### TASK DETAILS
Repeat the material verbatim. Images are excluded from the copy.

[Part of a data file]

■ ■ ■ ■

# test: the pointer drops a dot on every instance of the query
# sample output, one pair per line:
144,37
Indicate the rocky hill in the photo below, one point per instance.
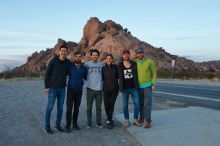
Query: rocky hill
110,37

■ ■ ■ ■

### TASK RESULT
# test: the pointer drops a dot on every instance of the query
# sample output, one pair per line:
144,37
Indicate the rocky hill in the photo below, one point per instance.
Query: rocky hill
110,37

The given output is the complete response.